On one hand, I know you write best when you're under pressure, pushing yourself hard.
On the other hand, you don't wanna be one of the NaNoWriMo folks who successfully writes 50,000 words of utterly unprintable garbage and then congratulates herself for hitting her deadline.
It's a fine line, and only you know where you are with respect to it. What with the sick and the work and the significant other, I don't think a schedule adjustment is out of the question. Especially work -- when work is stressful and time-filling, it hits everything, exercise and love life and hobbies and all of it.
As long as your deadlines are keeping you motivated enough to keep writing even on days when you don't feel like it, they're doing their job. When they start making you write fill-in stuff or write stuff you're not ready to tackle plotwise -- or write garbage because it's late and you're tired -- it gets less helpful.
(I say this not as a Clarion buddy but as somebody who set a 2000-words-per-day quota for himself and then met it, only to realize that about half the time, it produced crap that not only had to be rewritten but messed up major plot aspects in the process. I am so not holier-than-thou.)

■ **Task material**:

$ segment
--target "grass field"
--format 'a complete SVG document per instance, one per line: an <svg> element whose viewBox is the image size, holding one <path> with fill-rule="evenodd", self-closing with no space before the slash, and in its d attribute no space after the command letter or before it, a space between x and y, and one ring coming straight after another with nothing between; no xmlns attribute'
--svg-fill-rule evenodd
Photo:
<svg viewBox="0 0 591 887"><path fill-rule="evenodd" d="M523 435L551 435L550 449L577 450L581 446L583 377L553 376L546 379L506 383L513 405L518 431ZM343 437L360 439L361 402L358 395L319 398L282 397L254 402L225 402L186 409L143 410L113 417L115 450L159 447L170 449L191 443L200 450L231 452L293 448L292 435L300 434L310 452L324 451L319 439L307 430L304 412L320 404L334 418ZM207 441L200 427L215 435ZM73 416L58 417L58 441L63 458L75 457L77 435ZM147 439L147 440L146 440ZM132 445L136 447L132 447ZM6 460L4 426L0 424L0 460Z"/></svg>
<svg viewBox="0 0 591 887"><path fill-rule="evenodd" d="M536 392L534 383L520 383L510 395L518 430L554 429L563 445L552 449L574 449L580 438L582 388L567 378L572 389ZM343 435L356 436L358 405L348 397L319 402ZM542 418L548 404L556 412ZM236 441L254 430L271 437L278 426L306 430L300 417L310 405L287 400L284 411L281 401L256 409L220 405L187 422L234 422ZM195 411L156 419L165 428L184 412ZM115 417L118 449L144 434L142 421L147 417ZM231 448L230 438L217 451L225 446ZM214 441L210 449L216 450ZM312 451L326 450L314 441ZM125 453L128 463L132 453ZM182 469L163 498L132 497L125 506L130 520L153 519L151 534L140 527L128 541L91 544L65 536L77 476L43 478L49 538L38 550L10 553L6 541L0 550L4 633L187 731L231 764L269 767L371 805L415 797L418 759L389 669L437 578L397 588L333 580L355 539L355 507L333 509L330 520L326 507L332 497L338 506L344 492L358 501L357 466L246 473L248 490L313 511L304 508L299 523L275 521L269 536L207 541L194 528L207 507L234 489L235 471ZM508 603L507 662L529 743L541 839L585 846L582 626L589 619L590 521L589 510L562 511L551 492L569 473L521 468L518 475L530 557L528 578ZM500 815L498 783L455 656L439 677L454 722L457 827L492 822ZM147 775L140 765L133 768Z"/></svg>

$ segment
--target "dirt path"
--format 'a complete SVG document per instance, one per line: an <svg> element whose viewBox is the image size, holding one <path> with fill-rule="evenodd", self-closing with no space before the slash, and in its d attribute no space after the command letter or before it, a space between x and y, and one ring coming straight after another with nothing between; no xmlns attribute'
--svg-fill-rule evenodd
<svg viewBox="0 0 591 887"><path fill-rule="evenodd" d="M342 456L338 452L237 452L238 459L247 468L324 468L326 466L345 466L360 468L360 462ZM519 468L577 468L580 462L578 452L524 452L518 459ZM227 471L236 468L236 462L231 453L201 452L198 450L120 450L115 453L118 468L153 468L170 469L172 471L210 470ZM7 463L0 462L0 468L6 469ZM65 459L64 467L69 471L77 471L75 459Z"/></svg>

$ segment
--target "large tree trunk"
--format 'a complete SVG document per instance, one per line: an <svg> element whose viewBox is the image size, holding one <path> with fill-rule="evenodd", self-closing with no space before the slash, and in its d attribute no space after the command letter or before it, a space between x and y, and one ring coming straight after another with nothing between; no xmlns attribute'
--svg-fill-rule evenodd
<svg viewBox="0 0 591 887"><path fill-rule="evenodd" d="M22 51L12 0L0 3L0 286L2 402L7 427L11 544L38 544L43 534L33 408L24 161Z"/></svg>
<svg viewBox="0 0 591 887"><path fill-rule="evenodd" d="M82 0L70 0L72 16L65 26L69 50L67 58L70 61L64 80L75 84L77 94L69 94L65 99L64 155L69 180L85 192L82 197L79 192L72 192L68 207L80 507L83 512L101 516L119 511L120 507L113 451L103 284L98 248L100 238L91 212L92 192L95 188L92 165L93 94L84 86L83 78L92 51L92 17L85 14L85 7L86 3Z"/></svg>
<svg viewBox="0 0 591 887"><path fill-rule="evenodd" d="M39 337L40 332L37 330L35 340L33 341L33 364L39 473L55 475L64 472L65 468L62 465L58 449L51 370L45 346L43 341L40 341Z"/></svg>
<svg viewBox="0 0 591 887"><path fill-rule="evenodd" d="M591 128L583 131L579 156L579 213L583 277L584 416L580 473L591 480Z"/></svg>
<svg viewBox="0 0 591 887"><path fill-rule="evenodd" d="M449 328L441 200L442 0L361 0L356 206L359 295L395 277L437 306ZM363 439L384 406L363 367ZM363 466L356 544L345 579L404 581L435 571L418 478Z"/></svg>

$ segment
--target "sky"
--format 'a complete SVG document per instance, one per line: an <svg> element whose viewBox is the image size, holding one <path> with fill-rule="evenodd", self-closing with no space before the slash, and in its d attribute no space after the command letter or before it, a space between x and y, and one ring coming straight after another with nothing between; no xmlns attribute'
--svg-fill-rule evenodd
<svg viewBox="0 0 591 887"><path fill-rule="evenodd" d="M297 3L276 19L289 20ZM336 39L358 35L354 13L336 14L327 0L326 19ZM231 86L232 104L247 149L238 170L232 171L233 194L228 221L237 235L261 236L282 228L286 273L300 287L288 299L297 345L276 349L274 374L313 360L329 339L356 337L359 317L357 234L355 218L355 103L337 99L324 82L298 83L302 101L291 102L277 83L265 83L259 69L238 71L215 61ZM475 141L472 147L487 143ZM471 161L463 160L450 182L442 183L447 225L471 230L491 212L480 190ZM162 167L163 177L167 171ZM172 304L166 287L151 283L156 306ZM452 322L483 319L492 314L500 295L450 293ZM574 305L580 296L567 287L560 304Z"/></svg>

■ **Work instructions**:
**1.** Count the lines of the records that contain the string "target", and reply with that number alone.
**2.** Write the next part of the piece on writing deadlines and daily word quotas, picking up right after its final sentence.

■ **Solved problems**:
**1.** 4

**2.**
You didn't not-write 50 pages. You successfully wrote 34. Hang in there. I can't wait to read this one. :)
Posted by Patrick
I've never written to a wordcount myself. Seems a little too focussed on the quantitative aspect, not the qualitative ...
Posted by Jennifer
Patrick, yea, what stopped me was doing line edits. I realized I'd dropped some plot threads early on, so went back and did my line edits and fixed some things that needed fixing.
I'm inputting the edits today, and I think that's going to help with my focus for the rest of the book. I do work a lot better with deadlines: I tend to be really lazy if I don't track my progress, and having goals - even if I don't hit them - really increases my output.
And yea, I don't want it to turn out crap, obviously, but the first draft of the fantasy saga took two years to write, and made a lot less sense than this book does thus far, so, I don't know that it's a matter of how fast you write, but how clear your road is on the way there.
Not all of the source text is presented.